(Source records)
>> Start

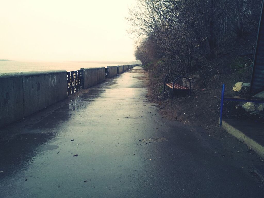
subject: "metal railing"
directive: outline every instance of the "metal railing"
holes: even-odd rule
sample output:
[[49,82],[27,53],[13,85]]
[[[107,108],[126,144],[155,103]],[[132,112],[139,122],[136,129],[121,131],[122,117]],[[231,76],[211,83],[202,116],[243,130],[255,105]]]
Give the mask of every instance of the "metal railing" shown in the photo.
[[105,78],[107,78],[107,76],[108,76],[108,68],[106,67],[105,68]]
[[67,72],[68,96],[79,91],[82,88],[83,80],[82,70],[73,71]]

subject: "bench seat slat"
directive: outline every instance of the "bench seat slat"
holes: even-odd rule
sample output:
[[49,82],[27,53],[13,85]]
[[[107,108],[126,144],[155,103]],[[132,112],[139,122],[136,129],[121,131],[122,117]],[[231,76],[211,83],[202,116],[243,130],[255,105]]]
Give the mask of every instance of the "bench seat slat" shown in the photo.
[[[166,83],[166,85],[170,88],[171,89],[172,88],[172,86],[173,85],[173,83]],[[179,84],[176,84],[176,83],[174,84],[174,88],[178,89],[188,89],[188,88],[185,87],[184,87],[181,86]]]
[[225,96],[224,98],[225,100],[231,100],[234,101],[249,102],[257,103],[264,103],[264,98],[256,97],[243,97],[240,96]]

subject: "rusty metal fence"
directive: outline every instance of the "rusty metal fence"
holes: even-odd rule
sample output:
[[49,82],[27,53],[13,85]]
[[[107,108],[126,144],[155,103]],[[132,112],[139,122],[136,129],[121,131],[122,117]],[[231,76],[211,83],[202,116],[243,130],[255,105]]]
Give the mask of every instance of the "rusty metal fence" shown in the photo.
[[77,70],[67,73],[68,96],[79,91],[83,87],[82,71]]

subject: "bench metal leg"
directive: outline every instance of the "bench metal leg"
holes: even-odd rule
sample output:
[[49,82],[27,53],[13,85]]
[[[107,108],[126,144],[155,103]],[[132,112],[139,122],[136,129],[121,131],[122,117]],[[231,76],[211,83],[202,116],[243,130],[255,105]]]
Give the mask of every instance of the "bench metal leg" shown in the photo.
[[223,117],[223,107],[224,106],[224,98],[225,95],[225,84],[223,84],[222,88],[222,95],[221,96],[221,103],[220,108],[220,121],[219,126],[222,126],[222,119]]

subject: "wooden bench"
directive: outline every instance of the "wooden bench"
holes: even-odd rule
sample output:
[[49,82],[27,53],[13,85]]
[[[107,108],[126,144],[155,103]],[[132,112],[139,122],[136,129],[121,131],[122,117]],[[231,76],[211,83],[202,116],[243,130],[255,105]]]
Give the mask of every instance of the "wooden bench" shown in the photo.
[[219,125],[222,126],[222,120],[223,116],[224,101],[229,100],[238,102],[246,102],[256,103],[264,103],[264,98],[255,97],[243,97],[240,96],[225,96],[225,84],[223,84],[221,97],[221,103],[220,109],[220,120]]
[[[174,76],[176,76],[176,78],[175,78],[173,81],[173,82],[167,83],[166,82],[166,80],[167,78],[168,77],[171,75]],[[190,88],[184,87],[180,85],[180,80],[182,78],[186,78],[189,81],[190,83]],[[176,83],[176,82],[177,81],[178,81],[178,84]],[[163,95],[164,95],[165,94],[165,87],[167,86],[172,89],[171,94],[171,100],[172,101],[173,100],[173,91],[175,89],[176,90],[178,90],[182,91],[188,91],[190,92],[190,95],[192,90],[192,83],[191,82],[191,81],[188,78],[184,76],[177,76],[175,74],[172,73],[169,74],[166,76],[165,77],[165,79],[164,79],[164,87],[163,88]]]

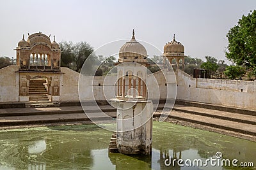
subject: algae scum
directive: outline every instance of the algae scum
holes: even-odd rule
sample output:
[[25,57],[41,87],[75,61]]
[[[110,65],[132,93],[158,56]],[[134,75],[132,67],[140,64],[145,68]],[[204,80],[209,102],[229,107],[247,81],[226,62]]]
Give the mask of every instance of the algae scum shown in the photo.
[[[94,125],[0,131],[0,169],[255,169],[256,143],[170,123],[154,122],[152,155],[108,153],[112,132]],[[251,162],[253,167],[164,164],[171,157]]]

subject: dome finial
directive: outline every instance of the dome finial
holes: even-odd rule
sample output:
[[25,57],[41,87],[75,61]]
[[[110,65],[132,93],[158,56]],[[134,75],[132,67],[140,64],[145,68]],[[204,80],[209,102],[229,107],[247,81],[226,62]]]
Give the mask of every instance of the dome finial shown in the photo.
[[132,39],[134,41],[135,40],[135,36],[134,36],[134,29],[132,29]]
[[172,40],[172,41],[175,42],[175,34],[173,34],[173,39]]

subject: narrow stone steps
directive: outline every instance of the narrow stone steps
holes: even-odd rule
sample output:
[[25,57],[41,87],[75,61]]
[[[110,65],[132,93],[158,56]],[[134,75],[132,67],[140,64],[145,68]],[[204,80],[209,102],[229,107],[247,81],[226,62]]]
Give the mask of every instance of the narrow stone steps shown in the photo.
[[175,105],[175,107],[173,108],[173,110],[208,117],[218,118],[236,122],[256,125],[256,117],[253,115],[242,115],[240,113],[205,108],[202,109],[196,107],[180,105]]
[[28,108],[59,107],[60,105],[60,103],[44,102],[44,101],[38,101],[36,100],[36,103],[26,103],[26,108]]
[[[109,114],[110,113],[108,113]],[[112,118],[116,118],[115,113],[111,114]],[[96,117],[95,120],[105,121],[109,117]],[[19,117],[3,117],[0,120],[1,126],[33,125],[38,124],[51,124],[59,122],[72,122],[90,121],[90,119],[84,113],[54,114],[44,115],[29,115]]]
[[113,132],[108,145],[108,151],[111,153],[118,153],[118,150],[116,147],[116,132]]
[[196,115],[179,111],[172,111],[168,117],[197,124],[211,126],[227,131],[256,136],[256,125],[223,120],[218,118]]
[[[46,102],[45,102],[46,103]],[[102,106],[100,110],[104,113],[115,113],[116,110],[110,106],[106,107]],[[94,106],[88,106],[84,110],[87,113],[98,113],[99,110]],[[20,108],[17,109],[2,109],[0,110],[0,119],[3,117],[19,117],[29,115],[65,115],[71,113],[83,113],[84,110],[81,106],[67,106],[49,108]]]

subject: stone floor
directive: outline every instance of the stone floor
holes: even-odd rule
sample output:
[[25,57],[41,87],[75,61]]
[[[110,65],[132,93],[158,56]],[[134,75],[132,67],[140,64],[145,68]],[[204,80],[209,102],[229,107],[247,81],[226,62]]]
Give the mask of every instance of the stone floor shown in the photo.
[[[160,116],[164,105],[160,104],[154,117]],[[106,115],[99,114],[100,110]],[[104,120],[116,117],[109,105],[86,106],[85,112]],[[175,104],[166,120],[256,141],[256,115]],[[81,106],[0,109],[0,129],[42,125],[88,124],[90,119]]]

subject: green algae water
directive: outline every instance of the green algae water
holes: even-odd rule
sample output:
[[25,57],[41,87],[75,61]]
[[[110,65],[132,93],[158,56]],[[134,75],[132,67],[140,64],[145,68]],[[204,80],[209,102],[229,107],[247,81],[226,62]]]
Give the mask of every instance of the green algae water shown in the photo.
[[[112,132],[94,125],[0,131],[0,169],[255,169],[256,143],[170,123],[154,122],[151,155],[108,153]],[[166,159],[223,159],[253,167],[169,166]],[[172,159],[171,159],[172,160]]]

>> End

What you are asked to do: Reproduce every line of the entries above word for word, leaving out the pictures.

Full output:
subject: "metal railing"
directive: outline every instance of the "metal railing"
holes: even-odd rule
sample output:
[[49,82],[27,53],[13,85]]
[[[107,108],[126,144],[155,103]],[[132,112],[139,122],[136,129],[121,131],[122,117]],[[231,76],[211,83],[202,116],[243,130],[255,105]]]
Give the mask of every instance of the "metal railing" shown in the photo.
[[105,78],[107,78],[107,76],[108,76],[108,68],[106,67],[105,68]]
[[67,72],[68,96],[79,91],[82,88],[83,80],[82,70],[73,71]]

subject: "bench seat slat"
directive: outline every instance of the "bench seat slat"
holes: even-odd rule
sample output:
[[49,82],[27,53],[13,85]]
[[[107,108],[126,144],[155,103]],[[132,112],[139,122],[136,129],[121,131],[122,117]],[[231,76],[211,83],[202,116],[243,130],[255,105]]]
Give the mask of every instance of the "bench seat slat" shown in the photo.
[[[166,83],[166,85],[170,88],[171,89],[172,88],[172,86],[173,85],[173,83]],[[179,84],[176,84],[176,83],[174,84],[174,88],[178,89],[188,89],[188,88],[185,87],[184,87],[181,86]]]
[[225,96],[224,98],[225,100],[231,100],[234,101],[249,102],[257,103],[264,103],[264,98],[256,97],[243,97],[240,96]]

subject: "rusty metal fence"
directive: outline every instance of the "rusty metal fence"
holes: even-odd rule
sample output:
[[49,82],[27,53],[13,85]]
[[[107,108],[126,144],[155,103]],[[132,112],[139,122],[136,129],[121,131],[122,117]],[[231,76],[211,83],[202,116],[243,130],[255,105]]]
Give the mask of every instance of the "rusty metal fence" shown in the photo.
[[77,70],[67,73],[68,96],[79,91],[83,87],[82,71]]

subject: "bench metal leg"
directive: outline every instance of the "bench metal leg"
holes: even-odd rule
sample output:
[[49,82],[27,53],[13,85]]
[[[107,108],[126,144],[155,103]],[[132,112],[139,122],[136,129],[121,131],[122,117]],[[231,76],[211,83],[202,116],[243,130],[255,105]]]
Give the mask of every instance of the "bench metal leg" shown in the photo.
[[223,117],[223,107],[224,106],[224,98],[225,95],[225,84],[223,84],[222,88],[222,95],[221,96],[221,103],[220,108],[220,121],[219,126],[222,126],[222,119]]

subject: "wooden bench"
directive: outline every instance of the "wooden bench"
holes: even-odd rule
sample output:
[[49,82],[27,53],[13,85]]
[[[107,108],[126,144],[155,103]],[[132,112],[139,122],[136,129],[121,131],[122,117]],[[231,76],[211,83],[202,116],[243,130],[255,105]]]
Give the mask of every instance of the "wooden bench" shown in the photo.
[[219,125],[222,126],[222,120],[223,116],[224,101],[229,100],[238,102],[246,102],[256,103],[264,103],[264,98],[255,97],[243,97],[240,96],[225,96],[225,84],[223,84],[221,97],[221,103],[220,109],[220,120]]
[[[174,76],[176,76],[176,78],[175,78],[173,81],[173,82],[167,83],[166,82],[166,80],[167,78],[168,77],[171,75]],[[190,88],[184,87],[180,85],[180,80],[182,78],[186,78],[189,81],[190,83]],[[176,83],[176,82],[177,81],[178,81],[178,84]],[[163,95],[164,95],[165,94],[165,87],[167,86],[172,89],[171,94],[171,100],[172,101],[173,100],[173,91],[175,89],[176,90],[178,90],[182,91],[188,91],[190,92],[190,95],[192,90],[192,83],[191,82],[191,81],[188,78],[184,76],[177,76],[175,74],[172,73],[169,74],[166,76],[165,77],[165,79],[164,79],[164,87],[163,88]]]

subject: algae scum
directive: outline every instance of the algae scum
holes: even-odd rule
sample output:
[[25,57],[41,87],[75,61]]
[[[110,65],[132,93],[158,56]],[[134,75],[132,67],[140,64],[145,68]],[[204,80],[209,102],[229,107],[247,81],[226,62]]]
Give the mask of every instance of the algae scum shown in the photo.
[[[94,125],[0,131],[0,169],[255,169],[256,143],[170,123],[154,122],[152,155],[108,153],[112,132]],[[251,162],[253,167],[164,164],[171,157]]]

subject: dome finial
directive: outline every instance of the dome finial
holes: even-odd rule
sample output:
[[25,57],[41,87],[75,61]]
[[[110,65],[132,93],[158,56]],[[134,75],[132,67],[140,64],[145,68]],[[204,80],[209,102],[229,107],[247,81],[226,62]]]
Give the mask of every instance of the dome finial shown in the photo.
[[132,39],[134,41],[135,40],[135,36],[134,36],[134,29],[132,29]]
[[172,40],[172,41],[175,42],[175,34],[173,34],[173,39]]

subject: narrow stone steps
directive: outline every instance of the narrow stone steps
holes: even-odd rule
sample output:
[[25,57],[41,87],[75,61]]
[[[110,65],[132,93],[158,56]],[[134,75],[132,67],[140,64],[145,68]],[[204,80],[209,102],[229,107],[247,81],[226,62]]]
Give the mask of every instance of the narrow stone steps shown in the photo.
[[175,105],[175,107],[173,108],[173,110],[208,117],[218,118],[236,122],[256,125],[256,117],[253,115],[242,115],[240,113],[205,108],[202,109],[196,107],[180,105]]
[[28,108],[59,107],[60,105],[60,103],[44,102],[44,101],[38,101],[36,100],[36,103],[26,103],[26,108]]
[[[109,114],[110,113],[108,113]],[[112,118],[116,118],[115,113],[111,114]],[[96,117],[95,120],[105,121],[109,117]],[[19,117],[3,117],[0,120],[1,126],[33,125],[38,124],[51,124],[59,122],[72,122],[90,121],[90,119],[84,113],[54,114],[44,115],[29,115]]]
[[113,132],[108,145],[108,151],[111,153],[118,153],[118,150],[116,147],[116,132]]
[[196,115],[179,111],[172,111],[168,117],[197,124],[211,126],[227,131],[256,136],[256,125],[223,120],[218,118]]
[[[46,102],[45,102],[46,103]],[[102,106],[100,110],[104,113],[115,113],[116,110],[110,106],[106,107]],[[94,106],[88,106],[84,110],[87,113],[98,113],[99,110]],[[20,108],[17,109],[2,109],[0,110],[0,119],[3,117],[19,117],[29,115],[65,115],[71,113],[83,113],[84,110],[81,106],[67,106],[49,108]]]

subject: stone floor
directive: outline every instance of the stone floor
holes: even-odd rule
sample output:
[[25,57],[41,87],[75,61]]
[[[110,65],[132,93],[158,56]],[[134,75],[132,67],[140,64],[145,68]],[[204,80],[209,102],[229,107],[247,81],[226,62]]]
Give the mask of every instance of the stone floor shown in the photo.
[[[160,116],[164,105],[160,104],[154,117]],[[106,115],[99,114],[100,110]],[[104,120],[116,117],[109,105],[86,106],[85,112]],[[175,104],[166,120],[256,141],[256,115]],[[81,106],[0,109],[0,129],[42,125],[88,124],[90,119]]]

subject: green algae water
directive: outline every instance of the green algae water
holes: even-odd rule
sample output:
[[25,57],[41,87],[75,61]]
[[[110,65],[132,93],[158,56]],[[134,75],[132,67],[140,64],[145,68]],[[204,80],[209,102],[229,107],[247,81],[226,62]]]
Give the mask of every instance of the green algae water shown in the photo.
[[[112,132],[94,125],[0,131],[0,169],[255,169],[256,143],[170,123],[154,122],[151,155],[108,153]],[[166,159],[223,159],[253,167],[169,166]],[[172,159],[171,159],[172,160]]]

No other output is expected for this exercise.